Tu croirais que c'est simple, que tu vis avec et c'est tout.
Ben non.
C'est pas simple du tout.
La souffrance qui t'envahit, envahit tout le reste. Tout ce que tu touches, tout ce que tu vis, tout ce que tu ressens contient ta souffrance.
Tu voudrais tant la serrer dans tes bras, encore, puissamment, lui faire sentir par ce geste simple que tu l'aimes. Immensément.
Et elle te manque. Immensément.
Mais rien d'autre que souffrir n'est possible.
Tout n'est que fuite de cette putain de souffrance.
Tu erres dans un no man's land affectif.
Dans une immensité de reproches que tu te fais.
Tu te reproches tout, même qu'elle ne soit plus là.
Et tu luttes sans cesse pour ne pas te reprocher d'être encore là.
Tu fuis cette souffrance, mais elle reste, partout, elle te suit, partout, en toi, en permanence.

*Données fournies*
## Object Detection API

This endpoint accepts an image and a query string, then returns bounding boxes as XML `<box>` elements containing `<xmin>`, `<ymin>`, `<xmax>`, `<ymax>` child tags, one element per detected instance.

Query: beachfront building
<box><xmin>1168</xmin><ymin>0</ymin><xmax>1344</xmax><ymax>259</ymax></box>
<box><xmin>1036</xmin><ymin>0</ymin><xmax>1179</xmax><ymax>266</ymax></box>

*Consigne 1*
Indiquez si chaque affirmation ci-dessous concorde avec le texte sur la souffrance, en répondant par oui ou non et en citant les mots décisifs du texte.
(a) Le texte affirme que vivre avec la souffrance est simple.
(b) Le texte dit que celle qu'on voudrait serrer dans ses bras manque.
(c) Selon le texte, la souffrance disparaît quand on la fuit.
*Consigne 2*
Donnez, s'il vous plaît, la suite du texte sur la souffrance à partir de sa dernière phrase.
Les données fournies ne sont pas nécessaires ici.

*Résultat final 1*
(a) Non : « C'est pas simple du tout. »
(b) Oui : « Et elle te manque. Immensément. »
(c) Non : « Tu fuis cette souffrance, mais elle reste, partout, elle te suit, partout, en toi, en permanence. »

*Résultat final 2*
Ne pas paniquer, tu te le répètes sans cesse, mais est-ce bien utile ?
En fait, tu ne paniques pas, tu souffres.
Quand ça arrive aux autres, tu te dis "il vivra avec ça".
Mais NON !!!
Tu ne vis pas avec "ça". Tu ne fais que souffrir.
Tu te rappelles de son pull, de la douceur de ce tissu, tu l'as si souvent enlacée, tu te souviens exactement de la forme de son torse, des endroits où tu posais
tes mains, tu voudrais tant recommencer.
Mais NON !!!
Tout se transforme en absence.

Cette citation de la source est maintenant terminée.